▶ _What to do_
a - How would you render this sentence from the Leopoldo Maggi passage in Spanish: "Leopoldo Maggi was an Italian physician, craniologist and naturalist."?
b - Can you reproduce the Leopoldo Maggi passage word for word, starting at "Leopoldo Maggi was" and ending at "until his death."?

▶ _Given passage_
......

Leopoldo Maggi


Leopoldo Maggi was an Italian physician, craniologist and naturalist.
He completed his studies in the University of Pavia. In 1863 he obtained two degrees: in Natural sciences and in Medicine and surgery and became assistant first to Paolo Panceri the teacher of several other outstanding Italian zoologists of the end of the 19th century and then to Giuseppe Balsamo Crivelli. In 1864 he was appointed lecturer in Mineralogy and Geology at Pavia, where from 1874 he held the professorship of Zoology and Comparative anatomy. When zoology became a separate subject in 1875 he held the chair of Comparatve anatomy and Physiology occupying this until his death.
For years he devoted himself to biology and especially to comparative anatomy, but also to Mineralogy, Osteology, Prehistoric archaeology, craniology and Protistology.

......

▶ _Recorded information_
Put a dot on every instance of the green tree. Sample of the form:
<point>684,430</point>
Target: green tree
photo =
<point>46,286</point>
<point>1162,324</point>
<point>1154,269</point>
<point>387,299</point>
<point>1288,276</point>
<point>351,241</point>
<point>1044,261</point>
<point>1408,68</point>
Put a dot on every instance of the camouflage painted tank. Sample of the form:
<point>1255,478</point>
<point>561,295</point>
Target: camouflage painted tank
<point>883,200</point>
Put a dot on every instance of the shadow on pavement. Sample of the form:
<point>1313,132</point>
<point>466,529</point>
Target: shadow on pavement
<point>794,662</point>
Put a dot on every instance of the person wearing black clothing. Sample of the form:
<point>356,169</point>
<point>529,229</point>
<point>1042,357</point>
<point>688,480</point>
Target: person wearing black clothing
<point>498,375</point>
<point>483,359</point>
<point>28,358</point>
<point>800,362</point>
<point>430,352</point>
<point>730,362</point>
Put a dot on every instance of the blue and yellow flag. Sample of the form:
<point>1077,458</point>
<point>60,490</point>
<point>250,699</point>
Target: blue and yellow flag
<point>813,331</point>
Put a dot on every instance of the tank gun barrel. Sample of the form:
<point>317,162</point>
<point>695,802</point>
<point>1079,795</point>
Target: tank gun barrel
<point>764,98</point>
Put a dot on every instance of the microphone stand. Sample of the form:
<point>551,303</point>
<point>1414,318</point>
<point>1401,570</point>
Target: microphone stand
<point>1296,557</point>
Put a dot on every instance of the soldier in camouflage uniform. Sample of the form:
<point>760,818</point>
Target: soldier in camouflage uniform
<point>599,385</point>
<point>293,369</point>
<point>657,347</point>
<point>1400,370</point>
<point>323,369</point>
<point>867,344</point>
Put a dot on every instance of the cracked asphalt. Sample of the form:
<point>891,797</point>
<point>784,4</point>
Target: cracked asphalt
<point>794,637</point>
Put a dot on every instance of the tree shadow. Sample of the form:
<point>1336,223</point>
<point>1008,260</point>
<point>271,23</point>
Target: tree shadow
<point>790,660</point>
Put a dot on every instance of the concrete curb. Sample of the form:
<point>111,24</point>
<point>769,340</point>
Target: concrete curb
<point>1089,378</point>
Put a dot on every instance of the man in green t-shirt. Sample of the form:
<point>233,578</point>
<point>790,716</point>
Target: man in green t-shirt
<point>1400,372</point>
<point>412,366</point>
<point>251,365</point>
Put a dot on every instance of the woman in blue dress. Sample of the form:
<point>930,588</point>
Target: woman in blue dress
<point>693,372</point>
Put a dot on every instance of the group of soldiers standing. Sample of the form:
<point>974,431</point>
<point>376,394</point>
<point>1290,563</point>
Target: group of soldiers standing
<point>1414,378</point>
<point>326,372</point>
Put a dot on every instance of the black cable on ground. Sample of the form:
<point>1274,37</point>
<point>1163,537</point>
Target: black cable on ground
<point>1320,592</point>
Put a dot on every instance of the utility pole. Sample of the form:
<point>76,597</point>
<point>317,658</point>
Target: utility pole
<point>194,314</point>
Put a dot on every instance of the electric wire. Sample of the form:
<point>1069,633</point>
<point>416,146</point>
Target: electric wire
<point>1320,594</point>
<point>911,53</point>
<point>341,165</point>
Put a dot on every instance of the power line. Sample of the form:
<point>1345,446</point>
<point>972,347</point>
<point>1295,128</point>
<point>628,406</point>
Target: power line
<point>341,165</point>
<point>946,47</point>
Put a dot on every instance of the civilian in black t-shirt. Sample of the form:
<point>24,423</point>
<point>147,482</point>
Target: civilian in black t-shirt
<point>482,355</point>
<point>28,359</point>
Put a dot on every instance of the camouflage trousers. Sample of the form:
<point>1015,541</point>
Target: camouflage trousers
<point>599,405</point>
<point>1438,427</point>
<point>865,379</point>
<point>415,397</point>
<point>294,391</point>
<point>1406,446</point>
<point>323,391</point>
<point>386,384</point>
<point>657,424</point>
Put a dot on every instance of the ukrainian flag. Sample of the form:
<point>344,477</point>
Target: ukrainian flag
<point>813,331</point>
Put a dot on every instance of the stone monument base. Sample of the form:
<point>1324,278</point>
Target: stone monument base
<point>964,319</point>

......

▶ _Task-by-task outputs_
a - Leopoldo Maggi fue un médico, craneólogo y naturalista italiano.

b -
Leopoldo Maggi was an Italian physician, craniologist and naturalist.
He completed his studies in the University of Pavia. In 1863 he obtained two degrees: in Natural sciences and in Medicine and surgery and became assistant first to Paolo Panceri the teacher of several other outstanding Italian zoologists of the end of the 19th century and then to Giuseppe Balsamo Crivelli. In 1864 he was appointed lecturer in Mineralogy and Geology at Pavia, where from 1874 he held the professorship of Zoology and Comparative anatomy. When zoology became a separate subject in 1875 he held the chair of Comparatve anatomy and Physiology occupying this until his death.